SOURCE EXCERPT:
ISOCPP sg16 List: Re: Agenda for the 2024-01-10 SG16 meeting

From: Tom Honermann <tom_at_[hidden]>
Date: Tue, 9 Jan 2024 16:27:07 -0500

This is your friendly reminder that this meeting is taking place tomorrow.

Tom.

On 1/8/24 7:29 PM, Tom Honermann via SG16 wrote:
>
> Happy New Year! Time to get back to work...
>
> SG16 will hold a meeting on Wednesday, January 10th, at 19:30 UTC
> (timezone conversion
> <https://www.timeanddate.com/worldclock/converter.html?iso=20240110T193000&p1=1440&p2=tz_pst&p3=tz_mst&p4=tz_cst&p5=tz_est&p6=tz_cet>).
>
> The agenda follows.
>
> * CWG 2843: Undated reference to Unicode makes C++ a moving target
> <https://cplusplus.github.io/CWG/issues/2843.html>
> * P2626R0: charN_t incremental adoption: Casting pointers of UTF
> character types <https://wg21.link/p2626r0>
>
> These are both big topics and I don't expect us to exhaust discussion
> of either one during this meeting. We'll strive to limit discussion to
> 45 minutes for each.
>
> CWG 2843 was recently created following Jonathan Wakely's post to the
> SG16 mailing list <https://lists.isocpp.org/sg16/2024/01/4032.php>
> regarding observable behavioral changes imposed by Unicode 15.1
> relative to Unicode 15.0. The initial concern Jonathan reported is
> that Unicode 15.1 changes the grapheme cluster segmentation rules in a
> way that will impact the field width estimation performed by
> std::format (see [format.string.std]p13
> <https://eel.is/c++draft/format.string.std#13>). Some code point
> sequences containing Indic text will be assigned a shorter field width
> estimation as a result. The UTC decision is recorded in section 5.5
> (Grapheme clusters for Indic scripts) of L2/23-079
> <https://www.unicode.org/L2/L2023/23079-utc175-properties-recs.pdf>
> and the changes are noted in the Unicode 15.1 release announcement
> <https://www.unicode.org/versions/Unicode15.1.0/>. The email
> discussion has mainly focused on the ramifications of an undated
> normative reference to the Unicode Standard as adopted for C++23 via
> P2736R2 (Referencing The Unicode Standard)
> <https://wg21.link/p2736r2>. That adoption followed discussion of
> P2736 (Referencing The Unicode Standard) <https://wg21.link/p2736> and
> the C++23 FR-010-133
> <https://github.com/cplusplus/nbballot/issues/412> and FR-021-013
> <https://github.com/cplusplus/nbballot/issues/423> NB comments during
> the following SG16 meetings.
>
> * 2022-11-02 SG16 meeting
> <https://github.com/sg16-unicode/sg16-meetings/blob/master/README-2022.md#november-2nd-2022>
> * 2022-11-30 SG16 meeting
> <https://github.com/sg16-unicode/sg16-meetings/blob/master/README-2022.md#november-30th-2022>
> * 2022-12-14 SG16 meeting
> <https://github.com/sg16-unicode/sg16-meetings/blob/master/README-2022.md#december-14th-2022>
> * 2023-01-11 SG16 meeting
> <https://github.com/sg16-unicode/sg16-meetings#january-11th-2023>
> * 2023-01-25 SG16 meeting
> <https://github.com/sg16-unicode/sg16-meetings#january-25th-2023>
>
> The undated reference to the Unicode Standard presumably provides
> implementors a license to use whichever version of the Unicode
> Standard is preferred and to change that version for their C++23
> conformance modes over time. This flexibility provides some benefits,
> but that comes at the expense of portability guarantees. We'll discuss
> the status quo and whether a change (presumably proposed as a C++23
> DR) is warranted. Possible changes include:
>
> * Mandating use of a particular Unicode Standard version for each
> C++ standard. For example, C++23 might be specified to use Unicode
> 15 and C++26 to use Unicode 19.

DATA PROVIDED:
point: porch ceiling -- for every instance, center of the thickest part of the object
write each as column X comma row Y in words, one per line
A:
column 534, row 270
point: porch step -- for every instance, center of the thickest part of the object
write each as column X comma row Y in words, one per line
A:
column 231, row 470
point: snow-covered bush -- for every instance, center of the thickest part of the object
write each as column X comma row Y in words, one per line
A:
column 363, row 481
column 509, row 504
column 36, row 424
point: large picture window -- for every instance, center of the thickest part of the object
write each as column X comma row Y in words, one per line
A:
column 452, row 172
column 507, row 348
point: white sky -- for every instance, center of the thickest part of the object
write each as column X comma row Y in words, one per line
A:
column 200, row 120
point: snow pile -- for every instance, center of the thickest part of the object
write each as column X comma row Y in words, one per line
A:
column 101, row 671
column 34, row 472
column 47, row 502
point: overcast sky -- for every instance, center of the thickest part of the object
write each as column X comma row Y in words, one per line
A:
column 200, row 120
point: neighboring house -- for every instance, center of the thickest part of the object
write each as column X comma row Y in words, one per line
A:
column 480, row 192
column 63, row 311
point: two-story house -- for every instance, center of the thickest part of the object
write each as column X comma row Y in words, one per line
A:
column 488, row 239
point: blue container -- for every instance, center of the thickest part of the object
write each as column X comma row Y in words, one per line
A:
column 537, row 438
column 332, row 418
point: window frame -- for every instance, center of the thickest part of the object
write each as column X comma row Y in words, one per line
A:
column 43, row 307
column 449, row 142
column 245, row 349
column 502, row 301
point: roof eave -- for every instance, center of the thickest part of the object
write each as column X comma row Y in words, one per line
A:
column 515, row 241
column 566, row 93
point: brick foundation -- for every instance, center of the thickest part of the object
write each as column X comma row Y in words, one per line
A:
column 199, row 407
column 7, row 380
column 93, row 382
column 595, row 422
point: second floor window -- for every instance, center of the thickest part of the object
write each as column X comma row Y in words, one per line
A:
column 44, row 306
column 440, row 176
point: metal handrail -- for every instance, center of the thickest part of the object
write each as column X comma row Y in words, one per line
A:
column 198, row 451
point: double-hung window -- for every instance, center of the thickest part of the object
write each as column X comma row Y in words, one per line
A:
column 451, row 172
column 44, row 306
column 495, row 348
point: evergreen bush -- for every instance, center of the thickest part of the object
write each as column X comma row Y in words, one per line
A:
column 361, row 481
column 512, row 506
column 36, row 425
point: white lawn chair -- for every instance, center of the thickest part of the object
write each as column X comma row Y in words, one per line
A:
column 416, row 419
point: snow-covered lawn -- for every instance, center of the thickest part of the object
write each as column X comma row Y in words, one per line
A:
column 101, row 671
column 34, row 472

ACTIONS TO TAKE:
- A) In the SG16 agenda email, what is the maximum discussion time set for each of the two topics?
- B) Copy the listing word for word, from its first line through the line containing "column 332, row 418", including both of those lines.

ANSWERS TO EACH TASK:
- A) 45 minutes each.

- B)
point: porch ceiling -- for every instance, center of the thickest part of the object
write each as column X comma row Y in words, one per line
A:
column 534, row 270
point: porch step -- for every instance, center of the thickest part of the object
write each as column X comma row Y in words, one per line
A:
column 231, row 470
point: snow-covered bush -- for every instance, center of the thickest part of the object
write each as column X comma row Y in words, one per line
A:
column 363, row 481
column 509, row 504
column 36, row 424
point: large picture window -- for every instance, center of the thickest part of the object
write each as column X comma row Y in words, one per line
A:
column 452, row 172
column 507, row 348
point: white sky -- for every instance, center of the thickest part of the object
write each as column X comma row Y in words, one per line
A:
column 200, row 120
point: snow pile -- for every instance, center of the thickest part of the object
write each as column X comma row Y in words, one per line
A:
column 101, row 671
column 34, row 472
column 47, row 502
point: overcast sky -- for every instance, center of the thickest part of the object
write each as column X comma row Y in words, one per line
A:
column 200, row 120
point: neighboring house -- for every instance, center of the thickest part of the object
write each as column X comma row Y in words, one per line
A:
column 480, row 192
column 63, row 311
point: two-story house -- for every instance, center of the thickest part of the object
write each as column X comma row Y in words, one per line
A:
column 488, row 239
point: blue container -- for every instance, center of the thickest part of the object
write each as column X comma row Y in words, one per line
A:
column 537, row 438
column 332, row 418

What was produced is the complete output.